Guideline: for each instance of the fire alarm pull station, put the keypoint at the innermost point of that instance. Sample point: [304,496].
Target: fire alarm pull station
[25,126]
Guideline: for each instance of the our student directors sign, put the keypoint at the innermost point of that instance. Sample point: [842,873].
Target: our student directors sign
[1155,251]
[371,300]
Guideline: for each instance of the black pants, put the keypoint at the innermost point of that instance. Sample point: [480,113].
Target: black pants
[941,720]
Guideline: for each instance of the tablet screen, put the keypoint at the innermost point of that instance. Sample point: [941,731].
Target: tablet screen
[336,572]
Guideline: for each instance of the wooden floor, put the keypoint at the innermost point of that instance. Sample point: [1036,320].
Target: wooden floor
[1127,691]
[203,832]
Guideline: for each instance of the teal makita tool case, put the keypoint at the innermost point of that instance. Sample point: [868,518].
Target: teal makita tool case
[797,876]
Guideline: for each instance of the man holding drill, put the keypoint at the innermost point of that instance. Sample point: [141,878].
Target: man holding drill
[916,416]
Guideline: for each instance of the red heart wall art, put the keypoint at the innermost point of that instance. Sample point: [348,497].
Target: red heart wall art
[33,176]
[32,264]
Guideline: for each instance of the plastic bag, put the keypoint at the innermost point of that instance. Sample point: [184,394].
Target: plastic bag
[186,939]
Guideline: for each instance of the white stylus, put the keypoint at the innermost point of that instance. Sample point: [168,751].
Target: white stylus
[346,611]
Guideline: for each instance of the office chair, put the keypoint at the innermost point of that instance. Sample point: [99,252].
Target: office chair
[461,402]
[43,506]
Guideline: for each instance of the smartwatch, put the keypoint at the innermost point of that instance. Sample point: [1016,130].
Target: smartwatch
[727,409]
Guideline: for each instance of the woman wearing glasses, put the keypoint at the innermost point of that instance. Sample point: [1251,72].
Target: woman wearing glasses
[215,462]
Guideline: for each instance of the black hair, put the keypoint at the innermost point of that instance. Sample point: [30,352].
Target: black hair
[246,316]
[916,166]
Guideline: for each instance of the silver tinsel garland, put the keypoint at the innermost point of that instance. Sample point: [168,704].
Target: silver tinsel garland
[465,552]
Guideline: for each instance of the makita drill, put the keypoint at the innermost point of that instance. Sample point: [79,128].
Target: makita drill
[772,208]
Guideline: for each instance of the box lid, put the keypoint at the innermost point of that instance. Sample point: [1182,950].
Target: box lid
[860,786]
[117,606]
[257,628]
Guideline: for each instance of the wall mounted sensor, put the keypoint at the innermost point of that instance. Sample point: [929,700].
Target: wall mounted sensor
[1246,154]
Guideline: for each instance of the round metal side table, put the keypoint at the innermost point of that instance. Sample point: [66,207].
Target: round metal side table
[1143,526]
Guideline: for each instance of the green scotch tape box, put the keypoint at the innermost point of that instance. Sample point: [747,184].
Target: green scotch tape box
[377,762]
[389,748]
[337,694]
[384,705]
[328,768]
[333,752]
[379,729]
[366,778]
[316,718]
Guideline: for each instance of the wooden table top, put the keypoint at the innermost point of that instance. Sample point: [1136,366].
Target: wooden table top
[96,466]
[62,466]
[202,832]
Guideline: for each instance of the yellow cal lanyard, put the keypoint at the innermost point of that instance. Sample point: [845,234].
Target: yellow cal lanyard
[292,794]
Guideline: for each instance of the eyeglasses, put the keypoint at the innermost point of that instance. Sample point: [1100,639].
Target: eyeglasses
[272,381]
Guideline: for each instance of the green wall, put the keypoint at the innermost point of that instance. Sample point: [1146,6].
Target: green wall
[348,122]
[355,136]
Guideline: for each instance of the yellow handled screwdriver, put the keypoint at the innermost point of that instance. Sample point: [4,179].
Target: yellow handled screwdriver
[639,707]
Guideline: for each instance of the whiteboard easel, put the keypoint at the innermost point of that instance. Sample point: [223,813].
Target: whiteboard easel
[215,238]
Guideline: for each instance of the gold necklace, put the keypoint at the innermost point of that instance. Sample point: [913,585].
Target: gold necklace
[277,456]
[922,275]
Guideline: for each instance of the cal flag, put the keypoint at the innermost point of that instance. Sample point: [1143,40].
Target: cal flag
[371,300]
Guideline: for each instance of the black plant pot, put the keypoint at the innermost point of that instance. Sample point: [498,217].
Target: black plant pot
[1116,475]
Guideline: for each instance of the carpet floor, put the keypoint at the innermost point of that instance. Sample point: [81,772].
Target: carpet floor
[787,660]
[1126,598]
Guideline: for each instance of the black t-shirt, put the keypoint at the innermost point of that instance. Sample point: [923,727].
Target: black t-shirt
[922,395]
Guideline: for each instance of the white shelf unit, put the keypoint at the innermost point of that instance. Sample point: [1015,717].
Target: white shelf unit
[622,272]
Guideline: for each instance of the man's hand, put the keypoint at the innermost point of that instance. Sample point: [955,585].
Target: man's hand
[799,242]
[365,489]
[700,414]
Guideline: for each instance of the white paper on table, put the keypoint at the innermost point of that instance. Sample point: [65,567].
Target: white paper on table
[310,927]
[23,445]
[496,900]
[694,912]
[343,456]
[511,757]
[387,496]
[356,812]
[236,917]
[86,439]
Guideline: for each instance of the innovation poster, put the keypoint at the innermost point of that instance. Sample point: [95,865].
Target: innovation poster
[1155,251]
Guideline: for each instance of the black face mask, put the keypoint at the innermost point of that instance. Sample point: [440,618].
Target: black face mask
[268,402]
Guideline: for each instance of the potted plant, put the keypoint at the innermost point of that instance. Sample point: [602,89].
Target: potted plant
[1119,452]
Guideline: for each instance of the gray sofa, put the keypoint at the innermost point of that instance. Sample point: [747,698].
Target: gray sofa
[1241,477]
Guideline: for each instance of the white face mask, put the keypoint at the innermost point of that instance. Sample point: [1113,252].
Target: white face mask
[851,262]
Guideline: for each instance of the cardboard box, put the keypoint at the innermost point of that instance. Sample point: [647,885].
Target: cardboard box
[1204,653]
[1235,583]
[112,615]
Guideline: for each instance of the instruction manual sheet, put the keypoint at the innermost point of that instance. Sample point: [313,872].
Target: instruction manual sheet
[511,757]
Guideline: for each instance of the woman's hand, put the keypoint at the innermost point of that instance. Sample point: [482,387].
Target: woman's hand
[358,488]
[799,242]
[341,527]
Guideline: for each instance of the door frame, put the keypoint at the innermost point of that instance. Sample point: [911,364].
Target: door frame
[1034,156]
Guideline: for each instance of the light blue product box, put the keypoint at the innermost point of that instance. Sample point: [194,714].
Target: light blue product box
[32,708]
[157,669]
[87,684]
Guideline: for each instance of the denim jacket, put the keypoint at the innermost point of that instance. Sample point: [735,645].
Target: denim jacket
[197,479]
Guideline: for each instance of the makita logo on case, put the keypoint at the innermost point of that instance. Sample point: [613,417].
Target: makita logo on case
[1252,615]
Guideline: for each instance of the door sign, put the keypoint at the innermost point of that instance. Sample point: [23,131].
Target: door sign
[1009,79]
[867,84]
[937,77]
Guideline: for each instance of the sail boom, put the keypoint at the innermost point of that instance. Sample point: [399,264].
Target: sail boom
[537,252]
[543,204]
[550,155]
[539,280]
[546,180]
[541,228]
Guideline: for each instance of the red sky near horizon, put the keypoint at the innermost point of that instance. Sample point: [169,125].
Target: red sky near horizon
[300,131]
==========
**TASK DETAILS:**
Write every entry out again exactly.

**FINISHED EXERCISE:**
Guideline: for each instance of the fire alarm pull station, put the keypoint at the innermost point of that instance. Sample point: [304,496].
Target: fire alarm pull station
[25,126]
Guideline: for each instance of the our student directors sign, put the keypoint at the innermost point of that instance. Sample point: [842,873].
Target: our student directors sign
[1155,251]
[371,300]
Guideline: for each instance of the black pants, put the keypoint at the innermost point of that instance. Sample point: [480,113].
Target: black pants
[941,720]
Guideline: for each instance of the tablet screen, put the keypoint at the innermost point of that instance. Sample point: [941,731].
Target: tablet screen
[336,572]
Guideline: for each instance of the wooden floor, put the keypoint at the innermost point of that instance. Sample point: [1036,320].
Target: wooden floor
[1127,691]
[203,832]
Guideline: for each instance of the teal makita tool case, put the keypoint at the innermost point of that instance. Sample point: [868,518].
Target: teal makita tool case
[797,876]
Guideline: for each instance of the man holding drill, put the keypoint at the innermost point of that instance. Sample point: [141,878].
Target: man holding drill
[916,416]
Guideline: for each instance of the red heart wall art, put the keypoint at the innermost point of that instance. Sample point: [348,497].
Target: red heart wall art
[33,176]
[32,264]
Guideline: for each instance of the plastic bag, put the keypoint at the innermost point of that instance. Sample point: [184,394].
Target: plastic bag
[186,939]
Guideline: for each instance of the white stylus, put the keypoint at the innermost point of that instance. Sample point: [168,751].
Target: white stylus
[346,611]
Guideline: for each instance of the office chair, put the keypoint at the innermost point of that instance. Sample point: [99,252].
Target: office chair
[461,402]
[43,506]
Guideline: for each instance of the smartwatch, put the keypoint at the innermost point of that instance. Sample point: [1016,130].
Target: smartwatch
[727,409]
Guideline: for each instance of the woman wearing glasses, put the keypoint at the innermost point of that instance. Sample point: [1251,72].
Target: woman wearing glasses
[215,462]
Guideline: for each instance of the black hair, put the keypoint at the innermost point of that instance. Sample point: [30,352].
Target: black hair
[246,316]
[916,166]
Guideline: for each instance of the silver tinsel garland, put the keypoint at the innermost point of that instance. Sample point: [168,704].
Target: silver tinsel garland
[465,552]
Guideline: for each instance of the makita drill, put the keypoint at the innermost point of that instance. Sample point: [79,128].
Target: makita drill
[772,208]
Guideline: for each instance of the box lid, put the keypoint at the innermost point of that instance. Sample point: [1182,950].
Target: box lid
[860,786]
[117,606]
[257,628]
Guideline: for each instance of the wall mounted sensor, put the keypoint at the innermost point of that instance. Sample point: [929,700].
Target: wall mounted sensor
[1246,154]
Guideline: for each instance of the round metal side table, put the keypoint at the innermost point of that instance. Sample point: [66,207].
Target: round metal side table
[1143,526]
Guideline: for each instance of the green scotch tape box, put the keypoint at the innermost point of that instance. Sample point: [747,184].
Target: green scotch tape box
[377,762]
[389,748]
[337,694]
[384,705]
[328,768]
[333,752]
[379,729]
[366,778]
[316,718]
Guideline: for each instance of the wooden table top, put the keypoint at the innermost point of that instance. Sample point: [1136,366].
Target: wooden table top
[96,466]
[62,466]
[202,832]
Guideline: for each instance of the yellow cal lanyard, put the keypoint at the innermost point of that instance. Sample point: [845,234].
Target: yellow cal lanyard
[292,794]
Guideline: for each instance of the eyeglasses, put the keypoint at the innermost point of that instance. Sample point: [1100,639].
Target: eyeglasses
[272,381]
Guideline: for each instance of the green wall, put the keypoint at the innermost point of that instance. Sample point: [1146,6].
Target: green wall
[348,122]
[355,136]
Guideline: for each instance of the yellow handled screwdriver, put the keypoint at the innermost point of that instance. Sample point: [4,179].
Target: yellow handled screwdriver
[639,707]
Guideline: for each instance of the whiteboard easel, put the keypoint at the innermost point of that instance. Sample point: [223,813].
Target: whiteboard easel
[215,238]
Guideline: for each instance of the gold necklace, put the keypoint at the innermost point of that instance. Sample point: [913,585].
Target: gold necklace
[277,456]
[922,275]
Guideline: for each instance of the cal flag, put the keypoint at the innermost point of that instance. Sample point: [1143,40].
Target: cal flag
[371,300]
Guideline: for each instance of the black plant pot, put the keypoint at the innermost point of that instance. Sample point: [498,217].
Target: black plant pot
[1116,475]
Guideline: for each instance of the carpet floor, put the keypoint at the innermost point of that instance. Sample point: [81,772].
Target: carpet floor
[787,660]
[1126,598]
Guideline: for each instance of the black t-shirt, put the keypoint at the innermost point of that instance. Sample point: [923,727].
Target: black t-shirt
[922,395]
Guideline: for each instance of the white shelf unit, put the keypoint at the innermost point of that instance. Sample point: [1015,717].
Target: white shelf unit
[622,272]
Guideline: for each instance of the man's hand, put the keypoint at the innermost point of that instance. Sample point: [955,585].
Target: man's hand
[799,242]
[365,489]
[700,414]
Guideline: for each instance of the white paper on table, put the keypoint at the innermost point of that instance. Sample point: [65,567].
Target: white paper on table
[310,927]
[23,445]
[496,900]
[694,912]
[343,456]
[511,757]
[387,496]
[356,812]
[236,917]
[86,439]
Guideline: for each instance of the innovation poster, put the keypoint at the innermost point of that instance. Sample point: [95,865].
Target: innovation poster
[1155,251]
Guideline: for each instance of the black face mask, put the keypoint at the innermost point of that instance. Sample point: [440,618].
Target: black face mask
[268,402]
Guideline: for each instance of the potted plant, put the keypoint at the innermost point of that instance. Sample point: [602,89].
Target: potted plant
[1119,452]
Guideline: for each instance of the gray sofa, put the keypoint at the innermost point of that instance. Sample point: [747,698].
Target: gray sofa
[1241,477]
Guideline: for each instance of the white face mask, put the keypoint at the innermost point of that instance. Sample point: [1113,252].
Target: white face mask
[851,262]
Guideline: for each instance of the cardboard box, put the keypoint at the innermost point of that instance. Sample point: [647,885].
Target: cardboard box
[1204,653]
[1235,583]
[112,615]
Guideline: for each instance of the instruction manual sheet, put the keypoint at the innermost point of that instance. Sample point: [313,872].
Target: instruction manual sheet
[511,757]
Guideline: for each instance of the woman's hand, put the keypoint at the innermost point of that instance. Sample point: [482,387].
Target: woman's hand
[358,488]
[799,242]
[341,527]
Guideline: for each instance of the door frame, put the keypoint at the innermost point of that instance. Sample point: [911,364].
Target: door frame
[1034,156]
Guideline: for each instance of the light blue product box, put the keypoint at the innermost point of that instance. Sample point: [194,714].
Target: light blue product box
[32,708]
[157,669]
[87,684]
Guideline: for each instance of the denim jacket, put the keypoint at the innermost point of that instance. Sample point: [735,645].
Target: denim jacket
[197,479]
Guideline: for each instance of the makita logo on case, put the keypoint at the innermost point of that instance. Sample point: [613,417].
Target: makita logo on case
[1252,615]
Guideline: for each instance of the door sign, put the keypoint at the innermost point of that instance. Sample point: [23,131].
Target: door sign
[1009,79]
[867,84]
[937,77]
Guideline: for each instance of the sail boom, put the keypoint at the innermost point of that instance. Sample point: [399,264].
Target: sail boom
[537,252]
[543,204]
[550,155]
[539,280]
[546,180]
[541,228]
Guideline: for each instance of the red sky near horizon, put the keypoint at the innermost point of that instance. Sample point: [169,125].
Target: red sky near horizon
[300,131]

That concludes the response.